◆ **GOAL OF THE EXERCISE**: Each entry in the listing below should be restated word for word.
+++
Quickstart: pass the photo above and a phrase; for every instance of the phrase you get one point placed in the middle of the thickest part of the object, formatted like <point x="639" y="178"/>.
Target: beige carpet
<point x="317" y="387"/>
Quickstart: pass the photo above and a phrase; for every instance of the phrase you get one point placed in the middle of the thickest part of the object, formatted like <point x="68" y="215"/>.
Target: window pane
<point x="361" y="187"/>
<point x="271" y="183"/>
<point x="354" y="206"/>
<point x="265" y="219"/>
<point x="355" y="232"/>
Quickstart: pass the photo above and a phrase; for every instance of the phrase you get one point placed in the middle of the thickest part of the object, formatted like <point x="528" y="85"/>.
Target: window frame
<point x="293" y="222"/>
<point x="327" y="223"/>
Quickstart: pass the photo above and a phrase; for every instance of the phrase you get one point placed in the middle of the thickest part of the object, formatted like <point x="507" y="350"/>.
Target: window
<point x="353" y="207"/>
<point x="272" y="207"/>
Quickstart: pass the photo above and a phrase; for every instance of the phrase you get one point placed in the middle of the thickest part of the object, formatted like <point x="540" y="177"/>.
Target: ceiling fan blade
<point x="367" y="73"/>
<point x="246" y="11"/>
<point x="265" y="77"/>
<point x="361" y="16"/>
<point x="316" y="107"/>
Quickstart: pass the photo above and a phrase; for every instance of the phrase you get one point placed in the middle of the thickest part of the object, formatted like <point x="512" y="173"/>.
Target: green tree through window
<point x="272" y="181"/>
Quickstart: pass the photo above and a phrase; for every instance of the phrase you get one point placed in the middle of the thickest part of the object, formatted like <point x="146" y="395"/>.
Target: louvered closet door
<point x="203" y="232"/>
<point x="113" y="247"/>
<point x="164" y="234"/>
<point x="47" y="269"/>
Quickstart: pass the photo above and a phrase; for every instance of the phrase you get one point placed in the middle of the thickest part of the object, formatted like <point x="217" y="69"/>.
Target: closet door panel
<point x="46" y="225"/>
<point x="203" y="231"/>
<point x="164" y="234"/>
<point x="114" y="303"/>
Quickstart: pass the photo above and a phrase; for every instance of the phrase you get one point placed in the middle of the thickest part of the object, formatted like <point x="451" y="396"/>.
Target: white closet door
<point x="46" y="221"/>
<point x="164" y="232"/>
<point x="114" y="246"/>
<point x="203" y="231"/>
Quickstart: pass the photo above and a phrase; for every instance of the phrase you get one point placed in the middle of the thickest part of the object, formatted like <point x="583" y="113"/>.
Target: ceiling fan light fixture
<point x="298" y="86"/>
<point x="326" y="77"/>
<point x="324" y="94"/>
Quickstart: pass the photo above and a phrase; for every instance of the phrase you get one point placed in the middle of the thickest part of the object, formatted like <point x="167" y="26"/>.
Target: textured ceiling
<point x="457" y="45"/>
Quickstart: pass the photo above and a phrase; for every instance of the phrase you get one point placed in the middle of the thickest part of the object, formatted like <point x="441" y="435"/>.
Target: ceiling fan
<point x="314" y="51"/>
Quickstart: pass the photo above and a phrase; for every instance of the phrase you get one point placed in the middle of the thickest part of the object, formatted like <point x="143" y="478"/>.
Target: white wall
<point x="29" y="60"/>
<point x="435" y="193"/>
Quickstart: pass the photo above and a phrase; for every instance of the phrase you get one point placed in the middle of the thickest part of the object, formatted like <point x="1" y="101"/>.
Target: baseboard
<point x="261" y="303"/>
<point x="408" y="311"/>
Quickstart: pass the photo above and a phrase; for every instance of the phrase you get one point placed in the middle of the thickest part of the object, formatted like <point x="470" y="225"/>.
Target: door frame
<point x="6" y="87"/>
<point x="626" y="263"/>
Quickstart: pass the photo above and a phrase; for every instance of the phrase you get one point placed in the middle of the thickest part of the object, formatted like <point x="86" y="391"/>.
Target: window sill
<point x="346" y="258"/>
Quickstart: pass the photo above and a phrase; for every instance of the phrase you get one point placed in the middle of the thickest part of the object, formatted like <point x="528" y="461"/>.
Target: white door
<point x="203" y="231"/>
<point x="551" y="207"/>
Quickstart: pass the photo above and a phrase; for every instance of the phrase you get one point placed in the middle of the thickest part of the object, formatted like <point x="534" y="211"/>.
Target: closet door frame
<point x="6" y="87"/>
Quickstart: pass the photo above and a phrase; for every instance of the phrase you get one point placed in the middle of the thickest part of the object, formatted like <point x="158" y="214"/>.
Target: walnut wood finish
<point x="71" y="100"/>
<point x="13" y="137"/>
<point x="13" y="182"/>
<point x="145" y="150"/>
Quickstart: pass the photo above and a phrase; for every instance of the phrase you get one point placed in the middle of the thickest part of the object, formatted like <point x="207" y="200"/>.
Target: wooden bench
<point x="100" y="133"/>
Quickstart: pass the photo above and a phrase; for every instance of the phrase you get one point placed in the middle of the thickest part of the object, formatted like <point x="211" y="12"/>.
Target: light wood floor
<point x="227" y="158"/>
+++
◆ **REPLY**:
Quickstart: pass the photo above and a phrase; for every instance of the phrase you get one point placed in the middle of the thickest part of the object, formatted like <point x="639" y="178"/>.
Target: beige carpet
<point x="317" y="387"/>
Quickstart: pass the photo above and a phrase; for every instance of the phrase you get one point placed in the middle of the thickest part of the object, formatted like <point x="68" y="215"/>.
Target: window pane
<point x="361" y="187"/>
<point x="271" y="183"/>
<point x="354" y="206"/>
<point x="265" y="219"/>
<point x="355" y="232"/>
Quickstart: pass the photo above and a phrase; for every instance of the phrase you get one point placed in the middle of the thickest part of the object, formatted like <point x="528" y="85"/>.
Target: window frame
<point x="293" y="222"/>
<point x="327" y="223"/>
Quickstart: pass the photo above and a phrase; for every instance of the phrase you get one point placed in the middle of the thickest part of the object, formatted like <point x="507" y="350"/>.
Target: window
<point x="353" y="207"/>
<point x="272" y="207"/>
Quickstart: pass the photo above and a phrase; for every instance of the phrase you get one point placed in the middle of the thickest part of the object, formatted like <point x="540" y="177"/>.
Target: ceiling fan blade
<point x="367" y="73"/>
<point x="246" y="11"/>
<point x="265" y="77"/>
<point x="361" y="16"/>
<point x="316" y="107"/>
Quickstart: pass the photo above and a phrase; for every instance of the phrase you get one point placed in the middle of the thickest part of the object, formatted like <point x="512" y="173"/>.
Target: green tree through window
<point x="272" y="181"/>
Quickstart: pass the photo above and a phrase; for every instance of the phrase you get one point placed in the middle of the thickest part of the object, formatted like <point x="146" y="395"/>.
Target: louvered closet door
<point x="203" y="232"/>
<point x="113" y="247"/>
<point x="164" y="234"/>
<point x="47" y="269"/>
Quickstart: pass the photo above and a phrase; for every instance of the phrase you get one point placed in the middle of the thickest part of the object, formatted like <point x="217" y="69"/>.
Target: closet door panel
<point x="46" y="225"/>
<point x="203" y="231"/>
<point x="164" y="234"/>
<point x="114" y="303"/>
Quickstart: pass the photo above and a phrase; for every instance of the phrase you get one point placed in the middle of the thickest part of the object, formatted like <point x="451" y="396"/>.
Target: white closet door
<point x="46" y="221"/>
<point x="164" y="232"/>
<point x="114" y="246"/>
<point x="203" y="231"/>
Quickstart: pass the photo above and a phrase; for every instance of the phrase you get one point placed in the middle of the thickest part of the object, formatted like <point x="583" y="113"/>.
Target: ceiling fan light fixture
<point x="298" y="86"/>
<point x="326" y="77"/>
<point x="324" y="94"/>
Quickstart: pass the photo above and a phrase; for every instance of the phrase you get one point placed in the middle of the thickest part of the object, formatted like <point x="167" y="26"/>.
Target: textured ceiling
<point x="457" y="45"/>
Quickstart: pass the photo above and a phrase; for every instance of the phrase you get one point placed in the middle of the thickest part of the object, formatted like <point x="441" y="435"/>.
Target: ceiling fan
<point x="314" y="51"/>
Quickstart: pass the photo above and a phrase; for every instance of the phrase you get one point placed in the middle of the thickest part of the object, formatted like <point x="143" y="478"/>.
Target: white wall
<point x="29" y="60"/>
<point x="435" y="193"/>
Quickstart: pass the photo above and a phrase; for every instance of the phrase you get one point placed in the middle of the thickest part of the object, formatted like <point x="1" y="101"/>.
Target: baseboard
<point x="261" y="303"/>
<point x="408" y="311"/>
Quickstart: pass the photo above and a phrase; for every instance of the phrase you get one point placed in the middle of the thickest part of the object, formatted like <point x="470" y="225"/>.
Target: door frame
<point x="6" y="87"/>
<point x="626" y="263"/>
Quickstart: pass the photo above and a phrase; for every instance of the phrase you get one point placed in the middle of the thickest part of the object, formatted like <point x="86" y="391"/>.
Target: window sill
<point x="346" y="258"/>
Quickstart: pass the photo above and a phrase; for every instance of the phrase you get one point placed in the middle of the thickest part of the object, formatted like <point x="528" y="461"/>.
Target: white door
<point x="203" y="231"/>
<point x="551" y="207"/>
Quickstart: pass the photo above and a phrase; for every instance of the phrase you get one point placed in the middle of the thickest part of the object, formatted like <point x="534" y="211"/>.
Target: closet door frame
<point x="6" y="87"/>
Quickstart: pass the photo above and a phrase; for every instance of the phrase you get one point placed in the middle of the thickest part of the object, formatted like <point x="158" y="214"/>.
Target: walnut wood finish
<point x="71" y="100"/>
<point x="13" y="137"/>
<point x="13" y="182"/>
<point x="145" y="150"/>
Quickstart: pass the photo above and a phrase; for every instance of the phrase you get one point placed in the middle of the thickest part of the object, formatted like <point x="207" y="200"/>.
Target: wooden bench
<point x="100" y="133"/>
Quickstart: pass the photo above and a phrase; for every instance of the phrase you get one point placed in the middle of the thickest part of the object, formatted like <point x="211" y="12"/>.
Target: light wood floor
<point x="227" y="158"/>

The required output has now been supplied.